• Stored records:
╔══

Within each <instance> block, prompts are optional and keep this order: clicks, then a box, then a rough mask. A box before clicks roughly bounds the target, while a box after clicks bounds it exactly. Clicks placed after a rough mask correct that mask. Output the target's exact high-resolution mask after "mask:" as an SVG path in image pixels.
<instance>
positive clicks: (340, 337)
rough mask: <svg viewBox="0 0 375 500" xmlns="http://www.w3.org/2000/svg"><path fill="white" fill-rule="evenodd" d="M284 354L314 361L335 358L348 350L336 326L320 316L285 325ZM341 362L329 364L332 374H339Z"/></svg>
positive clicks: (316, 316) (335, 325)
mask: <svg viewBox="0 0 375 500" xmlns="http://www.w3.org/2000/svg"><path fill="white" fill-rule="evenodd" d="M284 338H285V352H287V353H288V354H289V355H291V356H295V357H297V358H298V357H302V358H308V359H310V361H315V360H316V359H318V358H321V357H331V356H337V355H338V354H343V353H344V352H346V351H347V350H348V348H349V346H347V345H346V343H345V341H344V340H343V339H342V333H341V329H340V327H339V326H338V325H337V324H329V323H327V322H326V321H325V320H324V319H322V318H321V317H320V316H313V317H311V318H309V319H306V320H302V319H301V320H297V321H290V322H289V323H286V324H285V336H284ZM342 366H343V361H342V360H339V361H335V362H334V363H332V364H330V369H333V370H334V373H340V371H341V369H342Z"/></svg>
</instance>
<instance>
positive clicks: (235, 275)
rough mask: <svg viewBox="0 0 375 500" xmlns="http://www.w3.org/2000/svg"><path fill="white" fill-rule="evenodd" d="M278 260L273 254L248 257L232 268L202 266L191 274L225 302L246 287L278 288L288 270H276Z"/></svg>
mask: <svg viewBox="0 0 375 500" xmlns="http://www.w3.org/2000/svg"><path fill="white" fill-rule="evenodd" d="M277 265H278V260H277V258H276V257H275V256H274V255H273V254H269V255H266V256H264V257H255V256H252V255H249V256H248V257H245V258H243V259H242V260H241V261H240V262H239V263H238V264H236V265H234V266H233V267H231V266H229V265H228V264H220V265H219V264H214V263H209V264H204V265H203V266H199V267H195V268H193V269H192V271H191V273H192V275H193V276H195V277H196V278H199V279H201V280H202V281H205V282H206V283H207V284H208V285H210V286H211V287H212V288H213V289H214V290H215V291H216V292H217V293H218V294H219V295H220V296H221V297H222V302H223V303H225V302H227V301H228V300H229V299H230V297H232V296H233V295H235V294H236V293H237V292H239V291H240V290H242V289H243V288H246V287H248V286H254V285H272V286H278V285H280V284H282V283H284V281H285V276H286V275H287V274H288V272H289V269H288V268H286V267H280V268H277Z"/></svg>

╚══

• PROMPT: Print the records above verbatim from their first line to the line containing "positive clicks: (235, 275)", both included, and stop there.

• EXERCISE RESULT:
Within each <instance> block, prompts are optional and keep this order: clicks, then a box, then a rough mask. A box before clicks roughly bounds the target, while a box after clicks bounds it exactly. Clicks placed after a rough mask correct that mask. Output the target's exact high-resolution mask after "mask:" as an SVG path in image pixels.
<instance>
positive clicks: (340, 337)
rough mask: <svg viewBox="0 0 375 500" xmlns="http://www.w3.org/2000/svg"><path fill="white" fill-rule="evenodd" d="M284 354L314 361L335 358L348 350L336 326L320 316L285 325ZM341 362L329 364L332 374H339Z"/></svg>
positive clicks: (316, 316) (335, 325)
mask: <svg viewBox="0 0 375 500" xmlns="http://www.w3.org/2000/svg"><path fill="white" fill-rule="evenodd" d="M284 338H285V352H287V353H288V354H289V355H291V356H295V357H297V358H298V357H302V358H308V359H310V361H315V360H316V359H318V358H321V357H331V356H337V355H338V354H343V353H344V352H346V351H347V350H348V348H349V346H347V345H346V343H345V341H344V340H343V339H342V333H341V329H340V327H339V326H338V325H337V324H329V323H327V322H326V321H325V320H324V319H322V318H321V317H320V316H313V317H311V318H309V319H306V320H302V319H301V320H297V321H290V322H289V323H286V324H285V336H284ZM342 366H343V361H342V360H339V361H335V362H334V363H332V364H330V369H333V370H334V373H340V371H341V369H342Z"/></svg>
</instance>
<instance>
positive clicks: (235, 275)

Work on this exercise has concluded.